* **REQUIRED TASK**: Could you rewrite the lines from the one with "label on bin?" to the one with "106 278 L 108", changing "green" to "yellow" and keeping everything else the same?
——————————
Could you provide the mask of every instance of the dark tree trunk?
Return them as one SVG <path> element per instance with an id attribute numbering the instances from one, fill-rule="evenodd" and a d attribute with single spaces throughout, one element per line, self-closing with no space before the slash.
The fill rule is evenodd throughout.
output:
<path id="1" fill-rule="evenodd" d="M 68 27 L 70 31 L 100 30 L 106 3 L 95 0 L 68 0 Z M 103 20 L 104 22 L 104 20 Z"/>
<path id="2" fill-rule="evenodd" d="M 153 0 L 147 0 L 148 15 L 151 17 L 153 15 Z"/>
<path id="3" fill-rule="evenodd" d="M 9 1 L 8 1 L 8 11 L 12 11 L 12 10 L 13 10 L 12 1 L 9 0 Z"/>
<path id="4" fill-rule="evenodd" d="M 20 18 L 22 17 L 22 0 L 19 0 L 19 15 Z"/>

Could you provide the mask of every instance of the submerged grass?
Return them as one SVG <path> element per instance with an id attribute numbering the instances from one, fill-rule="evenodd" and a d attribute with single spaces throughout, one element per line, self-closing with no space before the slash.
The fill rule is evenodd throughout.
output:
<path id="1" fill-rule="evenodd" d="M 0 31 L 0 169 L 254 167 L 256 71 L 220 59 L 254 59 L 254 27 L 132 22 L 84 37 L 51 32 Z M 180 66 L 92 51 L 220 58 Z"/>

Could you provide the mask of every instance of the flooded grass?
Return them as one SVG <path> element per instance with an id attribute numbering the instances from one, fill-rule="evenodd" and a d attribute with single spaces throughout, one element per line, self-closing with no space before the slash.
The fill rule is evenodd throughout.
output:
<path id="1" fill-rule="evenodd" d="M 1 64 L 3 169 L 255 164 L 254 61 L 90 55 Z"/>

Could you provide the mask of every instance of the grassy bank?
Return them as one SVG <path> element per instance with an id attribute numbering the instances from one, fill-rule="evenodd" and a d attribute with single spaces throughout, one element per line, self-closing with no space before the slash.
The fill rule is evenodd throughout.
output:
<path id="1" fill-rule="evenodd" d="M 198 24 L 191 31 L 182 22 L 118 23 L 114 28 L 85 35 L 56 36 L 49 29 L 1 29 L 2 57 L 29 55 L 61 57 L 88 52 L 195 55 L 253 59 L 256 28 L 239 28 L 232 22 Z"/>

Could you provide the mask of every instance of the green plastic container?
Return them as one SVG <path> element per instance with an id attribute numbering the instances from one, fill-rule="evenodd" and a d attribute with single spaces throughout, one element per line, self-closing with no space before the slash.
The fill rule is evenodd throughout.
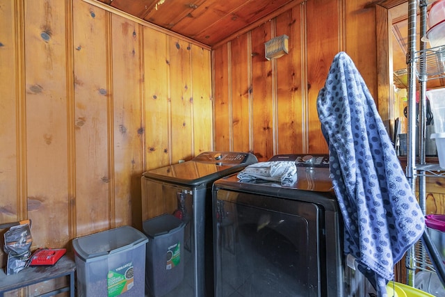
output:
<path id="1" fill-rule="evenodd" d="M 184 227 L 175 216 L 163 214 L 145 220 L 148 236 L 145 286 L 151 297 L 161 296 L 175 289 L 184 278 Z"/>
<path id="2" fill-rule="evenodd" d="M 144 296 L 147 241 L 130 226 L 73 239 L 78 296 Z"/>

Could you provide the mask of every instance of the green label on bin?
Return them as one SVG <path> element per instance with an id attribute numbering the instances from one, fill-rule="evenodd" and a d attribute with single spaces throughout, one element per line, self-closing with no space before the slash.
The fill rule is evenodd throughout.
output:
<path id="1" fill-rule="evenodd" d="M 181 262 L 181 243 L 170 246 L 167 249 L 167 266 L 165 268 L 170 270 Z"/>
<path id="2" fill-rule="evenodd" d="M 106 278 L 108 297 L 118 296 L 133 287 L 134 284 L 133 271 L 133 262 L 108 271 Z"/>

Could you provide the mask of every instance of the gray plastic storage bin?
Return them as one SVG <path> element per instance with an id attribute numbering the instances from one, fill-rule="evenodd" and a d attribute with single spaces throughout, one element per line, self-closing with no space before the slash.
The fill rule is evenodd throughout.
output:
<path id="1" fill-rule="evenodd" d="M 162 296 L 184 278 L 184 227 L 182 220 L 163 214 L 143 223 L 147 243 L 145 286 L 152 297 Z"/>
<path id="2" fill-rule="evenodd" d="M 130 226 L 73 239 L 78 296 L 143 296 L 147 241 Z"/>

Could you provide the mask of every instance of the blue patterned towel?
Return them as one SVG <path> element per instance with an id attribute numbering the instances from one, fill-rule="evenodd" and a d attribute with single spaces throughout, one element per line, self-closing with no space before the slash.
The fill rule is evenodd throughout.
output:
<path id="1" fill-rule="evenodd" d="M 337 54 L 317 98 L 343 216 L 344 252 L 380 296 L 425 220 L 374 100 L 353 61 Z"/>

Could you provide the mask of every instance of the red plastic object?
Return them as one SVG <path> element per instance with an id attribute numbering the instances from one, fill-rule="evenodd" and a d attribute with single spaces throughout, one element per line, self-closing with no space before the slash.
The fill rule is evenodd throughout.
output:
<path id="1" fill-rule="evenodd" d="M 445 232 L 445 214 L 429 214 L 425 218 L 427 227 Z"/>
<path id="2" fill-rule="evenodd" d="M 54 265 L 66 252 L 65 248 L 42 248 L 31 257 L 30 266 Z"/>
——————————
* **IN RESPONSE**:
Could you provide the mask of every instance of the yellow label on bin?
Return them as one SVG <path> element per instance with an id attribute numbering the instances from one, fill-rule="evenodd" and a d attribute with single spaces throughout, one element per line, self-closing with no space before the slash.
The fill rule is evenodd throughout.
output:
<path id="1" fill-rule="evenodd" d="M 181 262 L 181 243 L 170 246 L 167 249 L 167 266 L 165 268 L 170 270 Z"/>
<path id="2" fill-rule="evenodd" d="M 106 278 L 108 297 L 118 296 L 133 287 L 134 284 L 133 271 L 133 262 L 108 271 Z"/>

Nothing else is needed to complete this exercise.